→ WHAT TO WORK ON:
Give back the line that contains "box red and black striped sock" and every following line, exactly as they appear, through the end of the data.

-------- EXTRACTED INFORMATION

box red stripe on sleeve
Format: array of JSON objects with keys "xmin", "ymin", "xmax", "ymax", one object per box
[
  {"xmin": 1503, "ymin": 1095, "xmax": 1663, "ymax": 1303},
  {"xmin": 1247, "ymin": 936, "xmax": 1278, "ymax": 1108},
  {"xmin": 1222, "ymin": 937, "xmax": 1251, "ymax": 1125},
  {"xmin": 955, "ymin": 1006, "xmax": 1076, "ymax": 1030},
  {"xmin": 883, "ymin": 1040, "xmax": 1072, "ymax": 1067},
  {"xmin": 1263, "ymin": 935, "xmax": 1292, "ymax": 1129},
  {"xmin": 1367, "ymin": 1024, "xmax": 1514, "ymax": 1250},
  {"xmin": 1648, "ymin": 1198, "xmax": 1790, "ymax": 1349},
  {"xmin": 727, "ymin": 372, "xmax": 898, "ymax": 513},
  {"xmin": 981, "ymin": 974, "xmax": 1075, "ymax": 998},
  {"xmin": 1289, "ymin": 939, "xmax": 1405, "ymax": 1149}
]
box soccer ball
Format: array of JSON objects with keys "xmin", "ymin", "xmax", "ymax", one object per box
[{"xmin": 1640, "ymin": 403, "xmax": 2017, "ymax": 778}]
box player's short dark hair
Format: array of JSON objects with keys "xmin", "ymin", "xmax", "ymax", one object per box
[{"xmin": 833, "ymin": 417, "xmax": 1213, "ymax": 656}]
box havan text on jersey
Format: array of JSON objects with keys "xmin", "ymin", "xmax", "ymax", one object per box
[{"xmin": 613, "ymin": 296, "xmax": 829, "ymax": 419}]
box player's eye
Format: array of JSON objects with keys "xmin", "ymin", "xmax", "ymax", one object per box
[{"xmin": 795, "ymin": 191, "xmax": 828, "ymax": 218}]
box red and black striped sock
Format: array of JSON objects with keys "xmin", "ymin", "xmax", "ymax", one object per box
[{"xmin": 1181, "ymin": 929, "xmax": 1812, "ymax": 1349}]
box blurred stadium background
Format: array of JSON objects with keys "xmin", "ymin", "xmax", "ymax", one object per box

----------------

→ COMPLETED EXERCISE:
box red and black striped sock
Format: array of JSON objects with keys "xmin", "ymin", "xmax", "ymax", one object per box
[{"xmin": 1181, "ymin": 929, "xmax": 1812, "ymax": 1349}]
box blurred stadium background
Format: array of JSON objects with keys "xmin", "ymin", "xmax", "ymax", one object per box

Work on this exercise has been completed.